• PASSAGE GIVEN
-- BEGIN --

Meanwhile in the vineyard, the work goes on pretty much as usual. With help from Ned and Paula we have finished pruning except for Frost Corner, down at the bottom of the vineyard near the gate. That block was wiped out by the May frost last year, so we’re leaving it really late, hoping that that will keep the important buds dormant a little longer. Now it’s a race to get everything else tied down horizontal before the buds start to swell and make working the canes tricky. Then there are 26 replacement posts to knock in and wire and general sprucing up for visitors before everything kicks off for the summer.

Ned and Paula have a website, where you can read about their move to Somerset to prepare the top of the vineyard field for their own new planting. It’s called  “Oatley Vineyard - The Next Generation(s). Check it out here>>. They have been here on and off over the last few months to oversee the preparing of the land and plan the conversion of one of the Oatley barns to live in, as well as helping us with pruning our old vines. It’s been lovely to see a fair bit of them, and a luxury in lockdown, but so strange to be social distancing with our own family. Especially two-year-old grand-twins Albert and Edith. 

Like so many of you we haven’t seen the European (Copenhagen) branch of our family for a year or had the chance to say hello to 3 year old granddaughter Liv but the big news is she now has a new little brother, Felix, born last month. Can’t wait to meet him!

And the wines? Sadly there’ll be no “Jane’s 2020”. The Madeleine Angevine harvest - the grapes that make “Jane’s” -  was much reduced owing to last year’s frost on the bottom block of Madeleine Angevine vines and a nasty wasp attack on the top block. What we did have has all gone into our barrels.  So we are going to be a bit short of “Jane’s” wines later in the year, but for the moment we've still got two thirds of the 2019, so we’ll be OK for a bit.

-- END --

(Coordinate annotation records)
-- BEGIN --

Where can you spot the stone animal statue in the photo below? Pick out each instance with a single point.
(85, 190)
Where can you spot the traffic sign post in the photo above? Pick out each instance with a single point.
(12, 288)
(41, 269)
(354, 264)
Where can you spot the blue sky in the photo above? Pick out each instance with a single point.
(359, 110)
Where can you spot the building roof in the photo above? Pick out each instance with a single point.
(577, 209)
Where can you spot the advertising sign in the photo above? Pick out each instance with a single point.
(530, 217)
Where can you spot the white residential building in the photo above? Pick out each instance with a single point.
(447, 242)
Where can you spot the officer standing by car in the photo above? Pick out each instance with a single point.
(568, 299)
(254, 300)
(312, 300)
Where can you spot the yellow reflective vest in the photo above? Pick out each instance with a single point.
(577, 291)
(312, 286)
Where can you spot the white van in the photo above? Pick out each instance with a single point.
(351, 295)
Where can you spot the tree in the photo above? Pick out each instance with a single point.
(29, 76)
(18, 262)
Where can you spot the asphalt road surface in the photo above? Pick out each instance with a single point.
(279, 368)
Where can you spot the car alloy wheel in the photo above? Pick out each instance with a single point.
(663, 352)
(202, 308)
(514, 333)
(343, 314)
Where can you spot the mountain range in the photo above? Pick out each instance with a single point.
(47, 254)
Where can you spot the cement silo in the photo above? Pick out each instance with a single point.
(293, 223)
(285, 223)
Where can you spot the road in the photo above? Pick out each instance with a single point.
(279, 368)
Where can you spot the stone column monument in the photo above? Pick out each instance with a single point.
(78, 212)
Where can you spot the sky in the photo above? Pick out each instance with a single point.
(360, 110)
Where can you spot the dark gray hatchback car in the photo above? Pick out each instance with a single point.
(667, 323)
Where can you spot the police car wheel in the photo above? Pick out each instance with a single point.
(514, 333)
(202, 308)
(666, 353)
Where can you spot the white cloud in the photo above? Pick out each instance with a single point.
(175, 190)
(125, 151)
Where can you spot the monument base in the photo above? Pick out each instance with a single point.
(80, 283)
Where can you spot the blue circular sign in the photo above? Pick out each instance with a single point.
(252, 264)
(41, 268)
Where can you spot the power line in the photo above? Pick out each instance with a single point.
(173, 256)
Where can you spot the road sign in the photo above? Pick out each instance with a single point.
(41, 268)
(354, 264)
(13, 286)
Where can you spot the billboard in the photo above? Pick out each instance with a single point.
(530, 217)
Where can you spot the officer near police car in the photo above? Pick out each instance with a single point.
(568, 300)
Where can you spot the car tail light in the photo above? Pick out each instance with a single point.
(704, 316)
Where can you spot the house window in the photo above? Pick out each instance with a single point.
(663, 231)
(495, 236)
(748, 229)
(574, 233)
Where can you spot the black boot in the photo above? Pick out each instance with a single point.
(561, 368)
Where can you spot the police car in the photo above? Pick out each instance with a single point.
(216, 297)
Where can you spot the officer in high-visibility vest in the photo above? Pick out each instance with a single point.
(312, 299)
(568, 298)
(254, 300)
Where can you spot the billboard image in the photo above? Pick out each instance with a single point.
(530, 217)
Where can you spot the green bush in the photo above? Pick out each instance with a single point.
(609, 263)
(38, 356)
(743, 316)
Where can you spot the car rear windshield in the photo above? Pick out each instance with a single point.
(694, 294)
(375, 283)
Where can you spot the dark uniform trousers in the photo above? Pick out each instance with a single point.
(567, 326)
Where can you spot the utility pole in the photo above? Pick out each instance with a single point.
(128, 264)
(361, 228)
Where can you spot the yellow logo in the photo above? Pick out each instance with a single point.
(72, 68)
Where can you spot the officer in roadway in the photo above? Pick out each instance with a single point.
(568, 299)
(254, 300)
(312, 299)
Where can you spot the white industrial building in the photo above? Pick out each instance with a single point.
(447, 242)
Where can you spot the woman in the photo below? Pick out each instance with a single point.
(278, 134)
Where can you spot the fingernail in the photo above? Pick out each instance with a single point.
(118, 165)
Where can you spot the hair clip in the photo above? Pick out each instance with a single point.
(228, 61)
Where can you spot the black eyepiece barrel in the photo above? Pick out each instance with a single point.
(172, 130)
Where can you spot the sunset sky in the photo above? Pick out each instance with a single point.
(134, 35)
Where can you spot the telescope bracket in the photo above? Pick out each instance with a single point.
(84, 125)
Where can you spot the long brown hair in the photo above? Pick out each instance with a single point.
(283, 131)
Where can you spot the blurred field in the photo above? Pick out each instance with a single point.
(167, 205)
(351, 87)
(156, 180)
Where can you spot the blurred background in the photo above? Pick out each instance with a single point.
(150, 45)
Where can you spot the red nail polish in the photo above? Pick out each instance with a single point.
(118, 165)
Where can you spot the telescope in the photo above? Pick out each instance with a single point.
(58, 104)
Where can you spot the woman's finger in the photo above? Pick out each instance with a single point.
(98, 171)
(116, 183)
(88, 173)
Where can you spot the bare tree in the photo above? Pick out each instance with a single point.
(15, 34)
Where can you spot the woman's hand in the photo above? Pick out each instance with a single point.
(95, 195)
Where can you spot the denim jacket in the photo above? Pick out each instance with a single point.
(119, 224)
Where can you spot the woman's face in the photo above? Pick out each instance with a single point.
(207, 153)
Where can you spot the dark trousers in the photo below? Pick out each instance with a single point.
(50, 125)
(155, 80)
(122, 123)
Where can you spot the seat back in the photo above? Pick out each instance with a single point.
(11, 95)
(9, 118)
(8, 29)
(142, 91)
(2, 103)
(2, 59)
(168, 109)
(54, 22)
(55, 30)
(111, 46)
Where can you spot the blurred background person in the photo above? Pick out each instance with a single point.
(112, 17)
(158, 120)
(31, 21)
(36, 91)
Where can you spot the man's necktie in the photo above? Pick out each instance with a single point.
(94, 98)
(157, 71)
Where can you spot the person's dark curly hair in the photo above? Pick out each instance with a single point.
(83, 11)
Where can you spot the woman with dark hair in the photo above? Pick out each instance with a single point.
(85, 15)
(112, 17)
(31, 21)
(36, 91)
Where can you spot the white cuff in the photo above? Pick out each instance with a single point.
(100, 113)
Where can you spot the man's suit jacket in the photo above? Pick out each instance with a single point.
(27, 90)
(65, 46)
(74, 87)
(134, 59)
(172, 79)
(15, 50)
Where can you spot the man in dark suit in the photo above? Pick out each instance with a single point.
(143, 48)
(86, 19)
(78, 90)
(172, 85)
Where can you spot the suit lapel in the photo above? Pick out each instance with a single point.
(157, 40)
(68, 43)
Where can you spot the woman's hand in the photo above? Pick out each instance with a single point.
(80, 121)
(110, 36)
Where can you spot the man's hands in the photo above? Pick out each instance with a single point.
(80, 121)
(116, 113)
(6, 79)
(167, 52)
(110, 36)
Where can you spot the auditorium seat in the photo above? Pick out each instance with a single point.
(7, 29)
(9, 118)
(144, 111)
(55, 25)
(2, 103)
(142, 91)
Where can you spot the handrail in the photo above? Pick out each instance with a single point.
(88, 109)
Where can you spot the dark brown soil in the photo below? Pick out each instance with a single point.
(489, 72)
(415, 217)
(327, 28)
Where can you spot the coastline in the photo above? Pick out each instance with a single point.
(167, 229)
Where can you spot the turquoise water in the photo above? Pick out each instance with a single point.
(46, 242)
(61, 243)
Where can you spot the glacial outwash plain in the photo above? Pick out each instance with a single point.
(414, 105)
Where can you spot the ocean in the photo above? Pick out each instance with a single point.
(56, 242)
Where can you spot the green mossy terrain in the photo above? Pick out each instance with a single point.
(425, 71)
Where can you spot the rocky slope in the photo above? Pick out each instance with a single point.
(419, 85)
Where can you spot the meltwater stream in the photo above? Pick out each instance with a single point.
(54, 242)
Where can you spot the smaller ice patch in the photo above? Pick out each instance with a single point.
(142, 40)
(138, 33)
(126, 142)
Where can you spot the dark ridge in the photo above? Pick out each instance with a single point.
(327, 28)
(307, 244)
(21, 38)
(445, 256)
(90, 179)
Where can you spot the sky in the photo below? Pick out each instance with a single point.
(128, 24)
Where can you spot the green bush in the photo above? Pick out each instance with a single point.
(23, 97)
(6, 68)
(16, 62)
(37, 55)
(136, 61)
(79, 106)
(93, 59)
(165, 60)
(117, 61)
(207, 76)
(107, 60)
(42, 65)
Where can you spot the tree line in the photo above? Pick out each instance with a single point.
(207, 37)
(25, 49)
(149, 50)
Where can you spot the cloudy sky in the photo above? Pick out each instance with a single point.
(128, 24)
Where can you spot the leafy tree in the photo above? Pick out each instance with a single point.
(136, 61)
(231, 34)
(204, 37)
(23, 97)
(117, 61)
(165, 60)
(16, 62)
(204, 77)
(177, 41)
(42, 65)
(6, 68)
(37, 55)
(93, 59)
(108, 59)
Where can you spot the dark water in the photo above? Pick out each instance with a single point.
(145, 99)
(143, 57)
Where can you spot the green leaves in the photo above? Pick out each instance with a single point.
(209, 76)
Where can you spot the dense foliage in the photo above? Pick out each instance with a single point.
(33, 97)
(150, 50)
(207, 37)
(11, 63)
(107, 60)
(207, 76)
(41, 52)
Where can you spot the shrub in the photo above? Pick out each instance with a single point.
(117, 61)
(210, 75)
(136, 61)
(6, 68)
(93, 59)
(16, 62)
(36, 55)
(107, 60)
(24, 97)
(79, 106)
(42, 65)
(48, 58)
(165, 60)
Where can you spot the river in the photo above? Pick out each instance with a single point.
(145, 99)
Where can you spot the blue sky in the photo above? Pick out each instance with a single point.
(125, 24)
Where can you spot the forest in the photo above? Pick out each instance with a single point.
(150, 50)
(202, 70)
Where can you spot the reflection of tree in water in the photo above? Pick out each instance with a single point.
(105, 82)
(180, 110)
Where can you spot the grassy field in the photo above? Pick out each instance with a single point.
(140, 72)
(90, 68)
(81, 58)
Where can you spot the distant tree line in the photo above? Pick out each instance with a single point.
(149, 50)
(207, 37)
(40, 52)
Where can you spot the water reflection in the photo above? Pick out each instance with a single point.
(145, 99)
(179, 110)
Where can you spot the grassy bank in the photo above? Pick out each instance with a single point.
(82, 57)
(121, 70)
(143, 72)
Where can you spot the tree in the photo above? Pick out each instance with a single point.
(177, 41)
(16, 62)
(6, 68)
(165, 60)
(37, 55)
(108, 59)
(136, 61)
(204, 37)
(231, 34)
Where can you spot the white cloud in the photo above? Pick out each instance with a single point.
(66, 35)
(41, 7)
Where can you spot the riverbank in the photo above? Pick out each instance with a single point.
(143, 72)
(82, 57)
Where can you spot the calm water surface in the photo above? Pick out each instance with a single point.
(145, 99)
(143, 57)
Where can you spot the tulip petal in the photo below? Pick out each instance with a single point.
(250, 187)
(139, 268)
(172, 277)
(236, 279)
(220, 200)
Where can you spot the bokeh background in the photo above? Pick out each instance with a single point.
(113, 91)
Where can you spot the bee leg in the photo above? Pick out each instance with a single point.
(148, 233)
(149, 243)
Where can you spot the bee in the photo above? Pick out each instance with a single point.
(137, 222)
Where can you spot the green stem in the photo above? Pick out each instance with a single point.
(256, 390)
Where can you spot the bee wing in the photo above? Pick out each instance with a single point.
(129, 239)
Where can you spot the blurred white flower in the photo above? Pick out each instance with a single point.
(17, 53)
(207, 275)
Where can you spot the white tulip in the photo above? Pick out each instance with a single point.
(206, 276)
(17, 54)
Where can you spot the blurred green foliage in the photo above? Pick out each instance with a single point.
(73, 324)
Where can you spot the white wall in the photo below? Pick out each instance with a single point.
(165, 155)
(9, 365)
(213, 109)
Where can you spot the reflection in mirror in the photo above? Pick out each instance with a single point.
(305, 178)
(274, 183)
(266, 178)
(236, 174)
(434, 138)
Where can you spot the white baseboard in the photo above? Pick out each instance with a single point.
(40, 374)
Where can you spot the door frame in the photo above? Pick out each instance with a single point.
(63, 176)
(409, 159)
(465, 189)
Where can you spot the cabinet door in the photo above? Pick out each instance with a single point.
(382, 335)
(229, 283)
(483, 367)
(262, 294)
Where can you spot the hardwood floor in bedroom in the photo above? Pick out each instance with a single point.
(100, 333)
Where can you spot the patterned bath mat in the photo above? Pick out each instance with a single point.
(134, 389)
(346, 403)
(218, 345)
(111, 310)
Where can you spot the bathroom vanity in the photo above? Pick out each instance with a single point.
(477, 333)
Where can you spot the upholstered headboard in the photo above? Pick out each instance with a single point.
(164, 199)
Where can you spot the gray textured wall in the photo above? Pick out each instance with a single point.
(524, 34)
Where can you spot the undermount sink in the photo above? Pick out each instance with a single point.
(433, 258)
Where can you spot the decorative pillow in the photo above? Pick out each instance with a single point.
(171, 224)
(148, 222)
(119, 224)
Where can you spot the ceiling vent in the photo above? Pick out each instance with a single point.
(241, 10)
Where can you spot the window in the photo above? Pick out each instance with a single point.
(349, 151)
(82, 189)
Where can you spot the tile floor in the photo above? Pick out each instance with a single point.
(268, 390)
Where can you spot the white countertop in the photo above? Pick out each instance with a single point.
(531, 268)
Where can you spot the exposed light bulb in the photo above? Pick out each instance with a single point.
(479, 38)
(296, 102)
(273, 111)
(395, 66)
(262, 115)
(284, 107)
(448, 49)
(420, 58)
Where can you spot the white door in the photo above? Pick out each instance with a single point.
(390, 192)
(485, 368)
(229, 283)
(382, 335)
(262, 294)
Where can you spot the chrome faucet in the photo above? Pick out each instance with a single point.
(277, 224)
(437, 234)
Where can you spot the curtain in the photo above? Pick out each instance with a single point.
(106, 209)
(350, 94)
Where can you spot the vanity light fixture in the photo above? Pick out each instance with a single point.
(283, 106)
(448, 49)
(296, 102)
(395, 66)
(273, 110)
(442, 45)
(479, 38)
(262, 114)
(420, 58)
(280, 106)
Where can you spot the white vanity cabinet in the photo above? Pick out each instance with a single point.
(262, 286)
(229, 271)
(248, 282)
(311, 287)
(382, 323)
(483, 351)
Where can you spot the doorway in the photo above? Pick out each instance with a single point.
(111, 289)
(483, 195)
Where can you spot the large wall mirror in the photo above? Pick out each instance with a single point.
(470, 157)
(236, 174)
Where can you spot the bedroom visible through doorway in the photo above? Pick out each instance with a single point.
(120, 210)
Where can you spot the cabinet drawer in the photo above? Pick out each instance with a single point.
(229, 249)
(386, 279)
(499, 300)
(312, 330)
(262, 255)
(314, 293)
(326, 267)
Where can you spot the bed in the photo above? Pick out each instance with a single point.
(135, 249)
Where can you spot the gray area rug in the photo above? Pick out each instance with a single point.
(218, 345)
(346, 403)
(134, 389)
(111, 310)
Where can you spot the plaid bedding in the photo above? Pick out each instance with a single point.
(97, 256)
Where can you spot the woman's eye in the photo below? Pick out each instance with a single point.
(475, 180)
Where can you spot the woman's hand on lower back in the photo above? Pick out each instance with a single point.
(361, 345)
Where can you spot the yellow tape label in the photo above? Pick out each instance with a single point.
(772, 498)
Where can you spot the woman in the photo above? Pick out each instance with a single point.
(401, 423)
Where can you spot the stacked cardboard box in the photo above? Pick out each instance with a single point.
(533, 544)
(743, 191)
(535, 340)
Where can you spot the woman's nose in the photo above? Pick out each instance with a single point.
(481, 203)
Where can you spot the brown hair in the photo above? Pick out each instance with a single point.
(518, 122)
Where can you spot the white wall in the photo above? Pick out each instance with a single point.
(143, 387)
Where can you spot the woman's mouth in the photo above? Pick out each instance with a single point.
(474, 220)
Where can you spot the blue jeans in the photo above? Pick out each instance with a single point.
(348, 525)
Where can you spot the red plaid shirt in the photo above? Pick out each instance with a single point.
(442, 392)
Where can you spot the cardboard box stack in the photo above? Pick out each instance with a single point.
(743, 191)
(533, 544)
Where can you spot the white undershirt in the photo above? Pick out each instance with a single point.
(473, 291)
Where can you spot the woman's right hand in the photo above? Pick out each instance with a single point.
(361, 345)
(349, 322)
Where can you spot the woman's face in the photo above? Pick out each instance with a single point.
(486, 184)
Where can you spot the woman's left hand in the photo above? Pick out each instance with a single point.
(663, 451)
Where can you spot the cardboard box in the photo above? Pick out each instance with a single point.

-- END --

• EXERCISE DETAILS
Rewrite the vineyard news from the line that holds "Ned and Paula have" and stop after "to meet him!", changing "barns" to "sheds".

• ANSWER TO THE TASK
Ned and Paula have a website, where you can read about their move to Somerset to prepare the top of the vineyard field for their own new planting. It’s called  “Oatley Vineyard - The Next Generation(s). Check it out here>>. They have been here on and off over the last few months to oversee the preparing of the land and plan the conversion of one of the Oatley sheds to live in, as well as helping us with pruning our old vines. It’s been lovely to see a fair bit of them, and a luxury in lockdown, but so strange to be social distancing with our own family. Especially two-year-old grand-twins Albert and Edith. 

Like so many of you we haven’t seen the European (Copenhagen) branch of our family for a year or had the chance to say hello to 3 year old granddaughter Liv but the big news is she now has a new little brother, Felix, born last month. Can’t wait to meet him!